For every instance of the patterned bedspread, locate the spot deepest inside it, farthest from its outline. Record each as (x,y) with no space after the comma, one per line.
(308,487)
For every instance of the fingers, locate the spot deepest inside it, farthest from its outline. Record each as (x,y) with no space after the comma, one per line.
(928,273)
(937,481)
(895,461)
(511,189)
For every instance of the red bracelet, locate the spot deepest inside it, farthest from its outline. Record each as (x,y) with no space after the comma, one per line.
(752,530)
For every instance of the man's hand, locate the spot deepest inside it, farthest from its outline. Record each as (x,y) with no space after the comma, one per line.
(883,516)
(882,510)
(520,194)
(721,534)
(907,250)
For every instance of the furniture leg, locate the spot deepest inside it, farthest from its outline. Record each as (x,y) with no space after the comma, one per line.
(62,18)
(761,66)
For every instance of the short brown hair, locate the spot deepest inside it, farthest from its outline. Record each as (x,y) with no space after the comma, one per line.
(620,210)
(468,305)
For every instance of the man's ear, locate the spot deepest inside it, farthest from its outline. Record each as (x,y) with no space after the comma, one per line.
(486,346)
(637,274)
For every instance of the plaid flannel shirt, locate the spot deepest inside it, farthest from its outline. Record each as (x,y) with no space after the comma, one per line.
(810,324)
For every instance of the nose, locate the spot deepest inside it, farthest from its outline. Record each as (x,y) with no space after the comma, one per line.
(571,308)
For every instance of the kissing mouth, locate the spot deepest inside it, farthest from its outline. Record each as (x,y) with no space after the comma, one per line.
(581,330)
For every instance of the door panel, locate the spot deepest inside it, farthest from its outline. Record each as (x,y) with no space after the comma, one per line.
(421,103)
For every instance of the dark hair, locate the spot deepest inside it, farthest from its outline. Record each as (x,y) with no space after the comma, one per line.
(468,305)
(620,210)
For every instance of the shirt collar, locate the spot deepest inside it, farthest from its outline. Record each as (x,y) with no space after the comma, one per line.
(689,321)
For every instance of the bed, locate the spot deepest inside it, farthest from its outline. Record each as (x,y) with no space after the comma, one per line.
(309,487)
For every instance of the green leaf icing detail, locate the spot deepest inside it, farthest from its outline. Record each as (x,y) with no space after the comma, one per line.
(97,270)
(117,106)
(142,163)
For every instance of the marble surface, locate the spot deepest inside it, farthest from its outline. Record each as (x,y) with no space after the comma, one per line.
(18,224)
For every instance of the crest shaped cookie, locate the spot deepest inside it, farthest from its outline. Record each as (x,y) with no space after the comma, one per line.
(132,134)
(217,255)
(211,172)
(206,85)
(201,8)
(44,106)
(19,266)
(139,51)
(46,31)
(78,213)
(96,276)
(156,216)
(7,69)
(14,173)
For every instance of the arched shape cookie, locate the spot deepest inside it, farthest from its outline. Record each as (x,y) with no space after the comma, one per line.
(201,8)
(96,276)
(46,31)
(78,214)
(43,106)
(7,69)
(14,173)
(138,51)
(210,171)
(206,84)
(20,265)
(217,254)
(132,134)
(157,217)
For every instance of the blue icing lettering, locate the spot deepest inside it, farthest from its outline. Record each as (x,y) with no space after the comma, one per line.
...
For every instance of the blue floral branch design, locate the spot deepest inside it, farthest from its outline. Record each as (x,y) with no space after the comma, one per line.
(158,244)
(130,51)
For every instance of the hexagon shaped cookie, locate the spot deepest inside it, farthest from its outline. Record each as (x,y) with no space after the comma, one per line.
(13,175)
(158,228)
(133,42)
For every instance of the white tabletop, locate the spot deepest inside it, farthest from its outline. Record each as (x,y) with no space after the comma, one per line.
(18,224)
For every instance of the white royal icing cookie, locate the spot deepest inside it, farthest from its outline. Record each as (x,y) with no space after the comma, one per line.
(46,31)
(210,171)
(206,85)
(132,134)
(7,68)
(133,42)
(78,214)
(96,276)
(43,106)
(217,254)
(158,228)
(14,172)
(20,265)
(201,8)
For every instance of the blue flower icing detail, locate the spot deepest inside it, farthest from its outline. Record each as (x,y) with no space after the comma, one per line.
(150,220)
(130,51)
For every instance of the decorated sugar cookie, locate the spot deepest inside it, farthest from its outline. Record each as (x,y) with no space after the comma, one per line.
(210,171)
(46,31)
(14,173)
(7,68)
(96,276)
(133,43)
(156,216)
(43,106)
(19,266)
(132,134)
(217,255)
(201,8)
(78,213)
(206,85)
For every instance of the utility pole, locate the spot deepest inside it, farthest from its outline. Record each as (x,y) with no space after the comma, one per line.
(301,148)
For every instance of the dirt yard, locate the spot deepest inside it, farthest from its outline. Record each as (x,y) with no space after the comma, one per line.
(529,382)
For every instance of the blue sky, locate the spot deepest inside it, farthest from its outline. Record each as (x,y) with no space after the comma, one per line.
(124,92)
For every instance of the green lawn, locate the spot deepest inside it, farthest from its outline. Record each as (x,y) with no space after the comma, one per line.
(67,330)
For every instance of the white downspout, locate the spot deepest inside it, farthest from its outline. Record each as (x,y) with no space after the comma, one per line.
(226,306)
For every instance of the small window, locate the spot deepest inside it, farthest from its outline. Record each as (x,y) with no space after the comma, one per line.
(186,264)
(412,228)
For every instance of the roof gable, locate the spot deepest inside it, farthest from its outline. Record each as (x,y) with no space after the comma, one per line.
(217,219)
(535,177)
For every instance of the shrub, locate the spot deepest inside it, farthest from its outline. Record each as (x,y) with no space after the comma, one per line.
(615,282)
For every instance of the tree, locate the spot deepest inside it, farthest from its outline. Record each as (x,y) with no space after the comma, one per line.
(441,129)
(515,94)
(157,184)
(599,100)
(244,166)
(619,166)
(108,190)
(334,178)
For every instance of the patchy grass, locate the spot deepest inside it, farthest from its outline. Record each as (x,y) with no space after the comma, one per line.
...
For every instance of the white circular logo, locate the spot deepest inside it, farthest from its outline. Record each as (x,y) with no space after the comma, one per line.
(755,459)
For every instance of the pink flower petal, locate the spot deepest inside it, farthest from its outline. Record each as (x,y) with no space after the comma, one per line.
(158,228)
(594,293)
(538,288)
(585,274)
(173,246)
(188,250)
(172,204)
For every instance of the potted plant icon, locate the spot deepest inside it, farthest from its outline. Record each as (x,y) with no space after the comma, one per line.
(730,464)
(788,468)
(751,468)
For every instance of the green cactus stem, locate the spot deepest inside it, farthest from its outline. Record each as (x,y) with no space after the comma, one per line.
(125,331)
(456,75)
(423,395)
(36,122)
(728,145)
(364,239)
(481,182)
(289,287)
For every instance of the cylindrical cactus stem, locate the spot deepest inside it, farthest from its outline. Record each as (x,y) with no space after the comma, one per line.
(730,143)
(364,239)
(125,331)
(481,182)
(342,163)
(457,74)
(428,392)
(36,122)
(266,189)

TASK >>
Set down, exactly as they stand above, the lines starting with the line with "For every instance of the white downspout, locate" and going on through the line with "For every instance of the patchy", and no others.

ANSWER >>
For every instance of the white downspout, locate the spot deepest inside it, farthest from its outline. Record each as (x,y) with no space after the comma, one per line.
(226,306)
For every instance of the small window, locate the spot deepest inside it, farthest from its outline. Record each as (x,y) with no space after the comma, one per line.
(186,264)
(412,228)
For every instance of the roof gable, locate the spot deepest inside it, farthest from its outline. Record each as (x,y) with no space after the comma, one per line.
(217,219)
(535,177)
For every instance of the shrub, locate the spot deepest inside it, farthest from its outline. Record each as (x,y) with no space after the comma, one per line.
(615,282)
For every instance of the tree, locate the spot deepest inside it, farthest from its outline. Record each as (x,y) with no space after the comma, one per line.
(441,129)
(515,94)
(157,184)
(599,100)
(244,166)
(619,166)
(108,190)
(334,178)
For every instance of the patchy grass, locate the spot deepest inside it, farthest from its outline. Record each as (x,y) with no space after the comma, one per line.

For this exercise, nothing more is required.